• **TASK DESCRIPTION**
Can you rewrite the lines from the first one up to and including the line with "[(651, 460), (870, 454)]", requests and all, scaling every coordinate in the answers by 2.55 and rounding each to a whole number, with halves going up? Leave the numbers in the requests and their format samples as they are.

============================================================

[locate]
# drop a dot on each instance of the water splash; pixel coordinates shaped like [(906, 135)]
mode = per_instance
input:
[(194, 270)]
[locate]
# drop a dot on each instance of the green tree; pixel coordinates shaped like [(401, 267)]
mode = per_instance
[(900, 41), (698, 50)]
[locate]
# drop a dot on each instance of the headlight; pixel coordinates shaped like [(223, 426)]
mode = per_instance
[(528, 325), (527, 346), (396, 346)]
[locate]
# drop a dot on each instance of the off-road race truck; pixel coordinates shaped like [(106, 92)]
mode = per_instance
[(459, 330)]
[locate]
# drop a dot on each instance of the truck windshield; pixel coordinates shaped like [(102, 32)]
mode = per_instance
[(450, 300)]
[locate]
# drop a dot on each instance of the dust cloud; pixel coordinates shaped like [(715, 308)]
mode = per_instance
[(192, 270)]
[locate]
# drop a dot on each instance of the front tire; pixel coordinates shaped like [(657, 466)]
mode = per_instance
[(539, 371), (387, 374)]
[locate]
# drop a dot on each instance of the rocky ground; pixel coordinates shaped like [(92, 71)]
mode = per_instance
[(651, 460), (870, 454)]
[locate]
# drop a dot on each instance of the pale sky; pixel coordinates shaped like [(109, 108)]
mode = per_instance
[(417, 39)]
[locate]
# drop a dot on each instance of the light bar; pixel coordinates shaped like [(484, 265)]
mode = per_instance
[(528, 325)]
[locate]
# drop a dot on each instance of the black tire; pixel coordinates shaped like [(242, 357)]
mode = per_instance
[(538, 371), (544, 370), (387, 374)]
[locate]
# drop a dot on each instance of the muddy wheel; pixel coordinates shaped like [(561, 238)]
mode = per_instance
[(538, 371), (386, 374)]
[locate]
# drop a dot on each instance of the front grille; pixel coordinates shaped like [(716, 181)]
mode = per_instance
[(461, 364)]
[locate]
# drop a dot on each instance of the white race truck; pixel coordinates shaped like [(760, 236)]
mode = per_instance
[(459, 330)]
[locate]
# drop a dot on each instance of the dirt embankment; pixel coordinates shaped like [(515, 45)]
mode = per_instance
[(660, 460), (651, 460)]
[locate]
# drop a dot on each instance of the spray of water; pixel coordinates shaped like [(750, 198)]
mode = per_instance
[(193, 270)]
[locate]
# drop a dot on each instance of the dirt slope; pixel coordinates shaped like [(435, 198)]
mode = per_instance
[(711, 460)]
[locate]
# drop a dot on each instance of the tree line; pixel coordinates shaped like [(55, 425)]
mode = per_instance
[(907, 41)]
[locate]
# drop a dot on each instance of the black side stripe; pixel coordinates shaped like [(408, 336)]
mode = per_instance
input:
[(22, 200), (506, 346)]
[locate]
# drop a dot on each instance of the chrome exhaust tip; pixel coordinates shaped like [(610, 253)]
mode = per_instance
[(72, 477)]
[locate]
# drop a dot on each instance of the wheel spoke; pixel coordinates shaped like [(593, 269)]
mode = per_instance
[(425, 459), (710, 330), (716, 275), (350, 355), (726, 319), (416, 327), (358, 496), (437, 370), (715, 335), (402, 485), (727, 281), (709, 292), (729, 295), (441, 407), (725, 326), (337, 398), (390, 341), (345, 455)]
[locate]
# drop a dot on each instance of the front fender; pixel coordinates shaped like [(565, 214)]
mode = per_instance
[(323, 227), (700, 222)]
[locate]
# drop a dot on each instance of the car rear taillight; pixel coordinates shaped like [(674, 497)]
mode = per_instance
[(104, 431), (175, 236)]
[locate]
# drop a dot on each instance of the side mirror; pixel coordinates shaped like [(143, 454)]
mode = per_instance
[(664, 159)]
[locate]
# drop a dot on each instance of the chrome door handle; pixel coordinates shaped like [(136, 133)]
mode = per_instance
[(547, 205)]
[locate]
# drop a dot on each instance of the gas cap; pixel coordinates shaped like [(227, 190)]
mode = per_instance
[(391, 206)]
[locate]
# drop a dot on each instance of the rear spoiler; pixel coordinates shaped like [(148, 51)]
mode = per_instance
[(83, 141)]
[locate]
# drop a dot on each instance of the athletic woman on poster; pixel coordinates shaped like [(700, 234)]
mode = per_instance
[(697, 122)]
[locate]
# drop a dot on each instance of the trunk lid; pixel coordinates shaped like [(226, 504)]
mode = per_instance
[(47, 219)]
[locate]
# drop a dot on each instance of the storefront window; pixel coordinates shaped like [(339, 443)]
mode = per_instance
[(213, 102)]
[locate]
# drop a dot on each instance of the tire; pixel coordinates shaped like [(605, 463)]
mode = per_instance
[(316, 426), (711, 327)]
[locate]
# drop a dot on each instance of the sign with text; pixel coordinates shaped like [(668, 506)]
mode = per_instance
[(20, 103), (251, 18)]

============================================================

• **ANSWER FOR THIS EXERCISE**
[locate]
# drop a dot on each instance of the water splash; pixel coordinates shaped like [(906, 135)]
mode = per_instance
input:
[(495, 689)]
[locate]
# drop a dot on each instance of the green tree; pixel coordinates shaped like [(401, 267)]
mode = per_instance
[(2295, 105), (1780, 128)]
[locate]
# drop a dot on each instance of the headlight; pixel coordinates shaped like [(223, 426)]
mode = per_instance
[(1346, 829), (1344, 882), (1010, 882)]
[locate]
# drop a dot on each instance of the off-road race truck; pixel coordinates shaped like [(106, 92)]
mode = per_instance
[(1170, 842)]
[locate]
# drop a dot on each instance of the truck windshield; pixel coordinates shaped like [(102, 32)]
mode = per_instance
[(1148, 765)]
[locate]
# drop a dot on each instance of the dust cloud; pixel coordinates shaped like [(715, 308)]
mode = per_instance
[(490, 689)]
[locate]
# drop a dot on each instance of the front tire; pixel coordinates shaped like [(657, 466)]
mode = per_instance
[(1374, 946), (987, 954)]
[locate]
# drop a dot on each instance of the rocky ground; pixel coordinates shaped like [(92, 71)]
mode = per_instance
[(1660, 1173), (2219, 1158)]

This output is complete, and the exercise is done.